‘Je bleef boer in hart en nieren’

Op 14 juli is Geert Keuper overleden, Geert van de kaasboerderij. Hij mocht maar 67 jaar worden.

Ik heb Geert leren kennen als een soort werkgever en beschermer van mijn toen 13-jarige zoon. De klik was ontegenzeggelijk: Je moest Mart niets verkeerds over zijn Geert zeggen.
Meer dan zeven jaar waren ze minimaal wekelijks een dag bij elkaar, vaak veel meer. Mart:
‘Geert was altijd goed te pas en genoot van de kleine dingen’.

Het mooiste vond hij, als Mart dan de avond van tevoren een feestje had gehad en niet helemaal fris en fruitig op zijn boerderij verscheen.
“Man wat lachen!” klonk het dan uit zijn mond.

Al snel ging hij dingen uit handen geven, hij zag bij Mart dat het goed was.

Wij kwamen ooit terug van een verre vakantie, gelijk even een ‘bakkie doen’ bij Geert in de keuken. Hij had oprechte belangstelling met gefundeerde vragen vanuit een brede interesse.

Hulp vragen vond hij lastig, hij wilde niemand tot last zijn. Bij de huisarts aankloppen voor zwaardere pijnstillers? Of de zuurstof op het laatst bij zijn benauwdheid?
Bij alles cijferde hij zichzelf weg.

Hij had een tv’tje in de keuken waar hij dan bijna in kroop. Deze moest een kwartier van tevoren aangezet worden en dan klonk er continu een bromtoon:
“O! Doar wen ie wal an!”

Bij alles cijferde hij zichzelf weg.

 

Geert bij de buurman in de skybox van zijn FC Twente

Wat hebben we de laatste jaren wel met hem genoten. Bij ons mee in het busje naar zijn FC Twente, waar hij steevast een plek had naast zijn Enschedese vrienden Linda en Gerwin. Hij is zelfs op hun bruiloft geweest in zijn Grolsch Veste!
Na de wedstrijden was het steevast wat drinken bij de buurman in de skybox:
Daar cijferde hij zichzelf niet weg, zijn eetlust was fenomenaal.

Van de hele wereld, waar zou je graag nog een keer naar toe willen? Zijn antwoord was snel geformuleerd: “Schalke!”

Begin vorig jaar kreeg Geert de vraag:
“Geert, als je nou eens niet kijkt naar wat het kost of hoe ver het is. Van de hele wereld, waar zou je graag nog een keer naar toe willen?
Zijn antwoord was snel geformuleerd: “Schalke!”
En op de vraag wie er dan mee moest: Broer boer Jan!
Zijn Duitse favoriet heeft dat seizoen niet veel gewonnen, maar met Geert erbij lukte het wel!

Geert bij café de Burgemeester in Delden

Menig café in Delden heeft in de afgelopen maanden een bezoekje gehad van Geert met zijn vrienden. Je hoefde het hem maar voor te stellen, of het antwoord was er al met een prachtige glimlach. Bier en bitterballen bij café de Burgemeester; waarbij alle bitterballen naar Geert zijn gegaan.

__Gegevens__:
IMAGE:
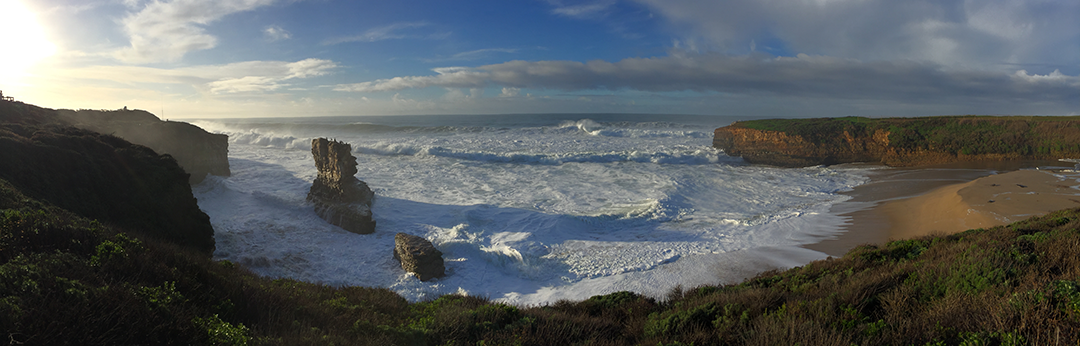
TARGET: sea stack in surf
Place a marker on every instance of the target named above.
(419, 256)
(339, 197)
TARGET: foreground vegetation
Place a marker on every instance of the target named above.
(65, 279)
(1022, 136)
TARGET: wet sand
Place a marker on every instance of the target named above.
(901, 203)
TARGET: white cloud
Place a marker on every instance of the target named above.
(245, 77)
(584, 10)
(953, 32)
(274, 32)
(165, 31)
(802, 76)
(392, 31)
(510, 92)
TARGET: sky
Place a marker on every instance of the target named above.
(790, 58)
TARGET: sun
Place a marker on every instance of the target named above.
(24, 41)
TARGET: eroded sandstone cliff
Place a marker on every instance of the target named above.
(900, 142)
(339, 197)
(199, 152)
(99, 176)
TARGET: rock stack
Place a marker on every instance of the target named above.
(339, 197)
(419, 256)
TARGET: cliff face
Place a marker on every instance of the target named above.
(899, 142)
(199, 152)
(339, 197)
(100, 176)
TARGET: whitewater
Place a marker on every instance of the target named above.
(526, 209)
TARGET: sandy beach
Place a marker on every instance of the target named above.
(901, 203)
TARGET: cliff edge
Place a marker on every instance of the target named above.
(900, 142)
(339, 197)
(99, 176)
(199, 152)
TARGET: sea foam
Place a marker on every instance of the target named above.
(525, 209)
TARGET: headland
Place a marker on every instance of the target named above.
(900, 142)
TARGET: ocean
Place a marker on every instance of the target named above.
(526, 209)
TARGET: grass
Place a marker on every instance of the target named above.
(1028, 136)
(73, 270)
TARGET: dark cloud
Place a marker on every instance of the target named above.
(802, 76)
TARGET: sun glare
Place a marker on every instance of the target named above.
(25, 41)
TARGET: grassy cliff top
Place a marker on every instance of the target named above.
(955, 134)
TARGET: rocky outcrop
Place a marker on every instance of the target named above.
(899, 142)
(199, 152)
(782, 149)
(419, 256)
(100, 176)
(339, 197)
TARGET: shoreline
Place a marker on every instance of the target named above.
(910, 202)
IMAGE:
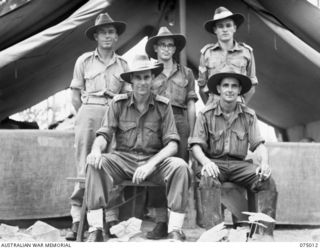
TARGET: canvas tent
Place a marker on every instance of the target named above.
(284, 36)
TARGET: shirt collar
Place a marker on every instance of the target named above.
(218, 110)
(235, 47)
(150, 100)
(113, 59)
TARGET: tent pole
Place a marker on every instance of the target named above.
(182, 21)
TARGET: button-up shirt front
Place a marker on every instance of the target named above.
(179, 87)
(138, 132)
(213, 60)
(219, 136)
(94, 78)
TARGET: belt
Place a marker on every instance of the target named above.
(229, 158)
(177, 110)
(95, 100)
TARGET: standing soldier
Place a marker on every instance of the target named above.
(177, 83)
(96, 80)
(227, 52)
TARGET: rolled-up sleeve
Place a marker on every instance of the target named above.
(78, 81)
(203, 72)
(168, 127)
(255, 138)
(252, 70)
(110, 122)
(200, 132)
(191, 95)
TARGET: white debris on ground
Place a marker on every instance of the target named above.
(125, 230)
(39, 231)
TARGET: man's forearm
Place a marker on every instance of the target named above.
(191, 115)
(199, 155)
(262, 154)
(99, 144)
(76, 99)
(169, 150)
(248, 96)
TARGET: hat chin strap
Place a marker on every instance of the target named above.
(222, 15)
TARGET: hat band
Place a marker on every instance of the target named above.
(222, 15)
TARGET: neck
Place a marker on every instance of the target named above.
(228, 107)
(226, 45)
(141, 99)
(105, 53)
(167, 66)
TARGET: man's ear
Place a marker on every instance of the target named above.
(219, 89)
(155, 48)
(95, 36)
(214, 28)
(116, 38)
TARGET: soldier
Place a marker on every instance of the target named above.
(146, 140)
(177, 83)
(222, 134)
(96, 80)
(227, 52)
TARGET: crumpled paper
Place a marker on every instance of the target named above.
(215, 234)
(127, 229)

__Opdracht 1__: Herhaal uit de leestekst over Geert Keuper woordelijk het gedeelte van "Op 14 juli is" tot en met "de kleine dingen’.".
__Opdracht 2__: Geef alleen de vermeldingen vanaf de regel met "TARGET: man's ear" tot en met het einde van de vermeldingen weer als CSV met de kolommen invoer en uitvoer, met één rij per vermelding. Plaats elke waarde in één veld tussen aanhalingstekens en vervang regeleinden daarin door spaties.

__Antwoord 1__:
Op 14 juli is Geert Keuper overleden, Geert van de kaasboerderij. Hij mocht maar 67 jaar worden.

Ik heb Geert leren kennen als een soort werkgever en beschermer van mijn toen 13-jarige zoon. De klik was ontegenzeggelijk: Je moest Mart niets verkeerds over zijn Geert zeggen.
Meer dan zeven jaar waren ze minimaal wekelijks een dag bij elkaar, vaak veel meer. Mart:
‘Geert was altijd goed te pas en genoot van de kleine dingen’.

__Antwoord 2__:
invoer,uitvoer
"TARGET: man's ear Place a marker on every instance of the target named above.","(219, 89) (155, 48) (95, 36) (214, 28) (116, 38)"
"TARGET: soldier Place a marker on every instance of the target named above.","(146, 140) (177, 83) (222, 134) (96, 80) (227, 52)"
"TARGET: crumpled paper Place a marker on every instance of the target named above.","(215, 234) (127, 229)"